# 抜粋文
((
説明

化粧料容器の衝撃緩衝構造

【課題】コンパクト容器の、部品点数の減少、組み立て工程の減少を図り、製造コストの低減を図る。
【解決手段】少なくとも一つの収納凹所3を有する容器本体1と、該容器本体1を開閉する蓋体とからなり、収納凹所3に化粧料を固形化して収納した中皿5を交換自在に収納し、中皿5と収納凹所との間に衝撃緩衝機構を配置すると共に、中皿5の上端を容器本体に取り付けた中皿保持枠7で保持し、該中皿保持枠7の中皿5の上端に当接する部分を弾力性を有する資材で構成する。

【発明の詳細な説明】
【技術分野】
【0001】
本発明は、ファンデーション、アイカラー、頬紅等の固形化した化粧料を収納する化粧料容器に関し、特に固形化したパウダリーファンデーションのような衝撃に対して破損しやすい固形化化粧料容器の衝撃緩衝構造に関する。
【背景技術】
【0002】
従来、固形化したパウダリーファンデーションのような固形化化粧料は、運搬中や落下時の振動や衝撃により、割れ、剥がれ、破損が生じやすいため、有効な衝撃吸収構造が求められている。通常、固形化化粧料は、中皿と称せられる容器に粉状態で充填され、プレスにより固化されて中皿に収納保持され、コンパクト容器の収納凹所に中皿と共に装填され、外部から付加される衝撃は、中皿とコンパクト容器との間に施された衝撃緩衝機構により吸収する構造となっている。
))
# 項目一覧
((
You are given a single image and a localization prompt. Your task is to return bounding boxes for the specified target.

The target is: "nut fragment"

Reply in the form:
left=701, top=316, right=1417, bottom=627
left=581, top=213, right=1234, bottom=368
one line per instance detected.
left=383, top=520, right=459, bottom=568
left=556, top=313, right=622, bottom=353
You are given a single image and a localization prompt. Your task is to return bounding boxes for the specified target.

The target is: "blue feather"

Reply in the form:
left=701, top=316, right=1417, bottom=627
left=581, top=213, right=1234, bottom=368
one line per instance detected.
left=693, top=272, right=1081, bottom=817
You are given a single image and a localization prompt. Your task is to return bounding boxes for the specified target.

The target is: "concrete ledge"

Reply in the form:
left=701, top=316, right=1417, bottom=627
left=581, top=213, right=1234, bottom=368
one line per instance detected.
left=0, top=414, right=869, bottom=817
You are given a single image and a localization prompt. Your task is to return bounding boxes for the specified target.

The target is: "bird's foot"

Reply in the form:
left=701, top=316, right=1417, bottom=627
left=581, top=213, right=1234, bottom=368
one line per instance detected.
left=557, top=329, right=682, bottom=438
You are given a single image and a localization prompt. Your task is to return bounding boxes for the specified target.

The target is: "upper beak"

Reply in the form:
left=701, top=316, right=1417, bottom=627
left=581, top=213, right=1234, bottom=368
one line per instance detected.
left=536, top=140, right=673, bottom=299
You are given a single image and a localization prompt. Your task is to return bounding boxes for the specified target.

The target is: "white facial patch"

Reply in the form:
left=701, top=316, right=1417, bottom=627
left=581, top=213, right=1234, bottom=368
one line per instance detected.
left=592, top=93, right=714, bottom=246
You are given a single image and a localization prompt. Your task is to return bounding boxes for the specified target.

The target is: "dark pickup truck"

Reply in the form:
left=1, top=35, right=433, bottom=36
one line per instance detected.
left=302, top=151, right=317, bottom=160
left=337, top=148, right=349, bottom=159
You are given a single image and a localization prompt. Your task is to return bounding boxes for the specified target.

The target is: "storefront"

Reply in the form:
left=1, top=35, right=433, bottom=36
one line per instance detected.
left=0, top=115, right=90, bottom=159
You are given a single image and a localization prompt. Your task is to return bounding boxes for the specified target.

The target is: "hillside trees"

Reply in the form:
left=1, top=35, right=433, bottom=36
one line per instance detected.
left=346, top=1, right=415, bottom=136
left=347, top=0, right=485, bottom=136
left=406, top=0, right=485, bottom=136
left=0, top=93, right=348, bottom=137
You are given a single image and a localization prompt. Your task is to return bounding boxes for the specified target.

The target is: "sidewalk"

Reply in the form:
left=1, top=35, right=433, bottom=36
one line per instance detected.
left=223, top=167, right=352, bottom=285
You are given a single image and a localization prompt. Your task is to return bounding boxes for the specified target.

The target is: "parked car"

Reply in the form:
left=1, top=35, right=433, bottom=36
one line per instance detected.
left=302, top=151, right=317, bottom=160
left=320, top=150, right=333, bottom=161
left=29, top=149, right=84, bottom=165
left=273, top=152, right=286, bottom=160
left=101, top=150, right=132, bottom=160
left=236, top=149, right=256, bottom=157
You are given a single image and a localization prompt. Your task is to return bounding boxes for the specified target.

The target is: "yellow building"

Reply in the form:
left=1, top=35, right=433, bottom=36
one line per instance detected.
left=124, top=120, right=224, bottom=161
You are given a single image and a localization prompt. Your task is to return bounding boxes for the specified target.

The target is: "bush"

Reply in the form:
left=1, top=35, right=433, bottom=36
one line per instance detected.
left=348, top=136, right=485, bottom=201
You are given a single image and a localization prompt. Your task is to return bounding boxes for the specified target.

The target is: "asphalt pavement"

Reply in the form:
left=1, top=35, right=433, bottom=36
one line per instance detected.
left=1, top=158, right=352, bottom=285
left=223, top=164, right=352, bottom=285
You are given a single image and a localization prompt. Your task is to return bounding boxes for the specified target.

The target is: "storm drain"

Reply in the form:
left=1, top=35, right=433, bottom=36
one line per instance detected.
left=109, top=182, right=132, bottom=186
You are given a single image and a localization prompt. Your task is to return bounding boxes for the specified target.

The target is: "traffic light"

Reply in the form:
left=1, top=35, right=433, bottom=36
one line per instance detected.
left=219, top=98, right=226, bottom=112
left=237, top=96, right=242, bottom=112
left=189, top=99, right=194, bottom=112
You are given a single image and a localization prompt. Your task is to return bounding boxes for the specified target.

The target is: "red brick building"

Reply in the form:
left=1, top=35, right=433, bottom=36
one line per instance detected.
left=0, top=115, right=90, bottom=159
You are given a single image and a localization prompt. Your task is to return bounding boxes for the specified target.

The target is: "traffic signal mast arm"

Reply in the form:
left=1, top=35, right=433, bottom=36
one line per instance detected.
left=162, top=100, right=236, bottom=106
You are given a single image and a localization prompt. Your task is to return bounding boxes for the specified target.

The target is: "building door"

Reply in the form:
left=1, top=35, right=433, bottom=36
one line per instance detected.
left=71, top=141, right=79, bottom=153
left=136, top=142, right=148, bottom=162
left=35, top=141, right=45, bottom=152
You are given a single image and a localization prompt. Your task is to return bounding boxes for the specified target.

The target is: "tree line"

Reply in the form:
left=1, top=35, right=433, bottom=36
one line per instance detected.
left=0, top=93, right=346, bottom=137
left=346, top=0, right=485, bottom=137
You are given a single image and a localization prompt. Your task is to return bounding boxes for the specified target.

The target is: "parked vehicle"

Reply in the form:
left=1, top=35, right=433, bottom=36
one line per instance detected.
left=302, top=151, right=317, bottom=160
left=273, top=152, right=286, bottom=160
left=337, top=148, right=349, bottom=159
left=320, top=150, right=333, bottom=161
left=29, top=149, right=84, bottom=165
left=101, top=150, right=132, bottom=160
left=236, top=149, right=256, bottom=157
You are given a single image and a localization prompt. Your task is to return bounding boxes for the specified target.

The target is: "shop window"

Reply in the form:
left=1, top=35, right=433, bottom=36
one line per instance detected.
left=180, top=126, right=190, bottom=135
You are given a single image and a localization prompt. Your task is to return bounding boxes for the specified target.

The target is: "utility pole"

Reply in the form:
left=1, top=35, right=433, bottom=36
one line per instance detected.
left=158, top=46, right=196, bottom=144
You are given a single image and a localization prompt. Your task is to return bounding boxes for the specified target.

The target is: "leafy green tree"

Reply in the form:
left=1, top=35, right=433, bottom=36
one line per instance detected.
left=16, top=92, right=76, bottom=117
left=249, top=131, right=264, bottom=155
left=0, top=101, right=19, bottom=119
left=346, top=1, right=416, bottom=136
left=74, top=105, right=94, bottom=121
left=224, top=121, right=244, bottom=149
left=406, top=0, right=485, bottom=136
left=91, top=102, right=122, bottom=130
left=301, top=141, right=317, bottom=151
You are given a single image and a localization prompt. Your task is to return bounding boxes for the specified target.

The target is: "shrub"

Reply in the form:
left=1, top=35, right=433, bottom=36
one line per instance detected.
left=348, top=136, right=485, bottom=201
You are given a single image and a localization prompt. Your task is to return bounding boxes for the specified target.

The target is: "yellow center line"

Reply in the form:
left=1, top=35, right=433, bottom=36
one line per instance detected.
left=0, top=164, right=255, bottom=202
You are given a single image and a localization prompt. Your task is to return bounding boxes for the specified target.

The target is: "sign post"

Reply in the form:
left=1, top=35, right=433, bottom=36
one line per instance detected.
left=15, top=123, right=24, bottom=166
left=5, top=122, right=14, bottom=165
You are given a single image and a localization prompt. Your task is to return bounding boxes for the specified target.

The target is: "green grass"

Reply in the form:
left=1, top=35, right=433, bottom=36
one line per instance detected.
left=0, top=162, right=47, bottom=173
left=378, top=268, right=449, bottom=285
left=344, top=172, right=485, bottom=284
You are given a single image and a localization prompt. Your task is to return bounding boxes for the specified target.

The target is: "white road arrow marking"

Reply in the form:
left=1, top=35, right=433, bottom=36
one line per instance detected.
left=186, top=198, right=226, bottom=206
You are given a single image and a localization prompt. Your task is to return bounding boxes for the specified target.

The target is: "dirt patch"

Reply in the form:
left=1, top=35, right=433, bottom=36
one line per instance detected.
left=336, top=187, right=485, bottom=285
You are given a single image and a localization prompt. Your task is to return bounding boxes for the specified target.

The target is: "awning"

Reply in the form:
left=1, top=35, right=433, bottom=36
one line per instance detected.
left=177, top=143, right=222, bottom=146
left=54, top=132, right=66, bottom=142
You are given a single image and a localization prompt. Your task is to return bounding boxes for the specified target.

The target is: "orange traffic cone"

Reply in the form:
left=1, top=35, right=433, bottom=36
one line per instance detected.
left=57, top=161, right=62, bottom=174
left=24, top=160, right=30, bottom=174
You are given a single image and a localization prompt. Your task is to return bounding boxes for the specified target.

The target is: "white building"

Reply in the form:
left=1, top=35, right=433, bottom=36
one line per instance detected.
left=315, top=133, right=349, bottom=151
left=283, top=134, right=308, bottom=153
))
# 課題一覧
• A. 抜粋文のうち「従来、固形化したパウダリーファンデーション」で始まる段落を、主な事実を残したまま箇条書きにまとめよ。
• B. 化粧料容器に関する抜粋文を、最後の文の後から書き継げ。

# 解答
• A.
- パウダリーファンデーションのような固形化化粧料は、運搬中や落下時の振動や衝撃で割れ、剥がれ、破損が起きやすいため、有効な衝撃吸収構造が求められている。
- 固形化化粧料は通常、粉の状態で中皿に充填され、プレスで固められて中皿に保持される。
- 中皿ごと、コンパクト容器の収納凹所に装填される。
- 外部からの衝撃は、中皿とコンパクト容器の間に設けた衝撃緩衝機構で吸収される。

• B.
【0003】
従来公知の衝撃緩衝機構としては、中皿とコンパクト容器の底面間に、ゲル素材等からなる面状の衝撃吸収材を介在させたものが一般的である(特許文献1)。かかる面状の衝撃吸収材は、面と直交する方向からの衝撃に対しては有効であるが、面と平行な方向、すなわちコンパクト容器の側面方向からの衝撃に対しては、充分な衝撃吸収効果を期待することができなかった。そこで、本出願人等は、中皿の4隅部に球状のシリコーンゲルを介在させて中皿をフローティング状態とする構造により、コンパクト容器の底面のみならず、側面からの衝撃も効果的に吸収可能とする衝撃緩衝構造を提案した(特許文献2)。
【0004】
しかしながら、これら従来公知の衝撃緩衝構造は、いずれも化粧料を収納した中皿とコンパクト容器の蓋との間には、衝撃緩衝機構が施されていないため、中皿の上面から付加される衝撃を直接吸収することはできず、中皿を介して底面の衝撃吸収材で間接的に吸収するか、あるいは、中皿とコンパクト容器の蓋との間に配置されるパフで吸収している。
【0005】
また、中皿を収納凹所内に安定に保持するために、中皿を面状の衝撃吸収材に接着させているが、接着力が強すぎると中皿の交換に支障が生ずるため、特許文献1では孔あきのシート材を中皿と衝撃吸収シートとの間に挟み込んで、孔の面積により接着力を調整する構造も提案されている。特許文献2のような中皿の四隅部に球状のシリコーンゲルを介在させたフローティング構造では、中皿の上面はパフで保持するか、中皿の側面の係止爪を収納凹所の係止溝に係入して中皿の脱出を阻止している。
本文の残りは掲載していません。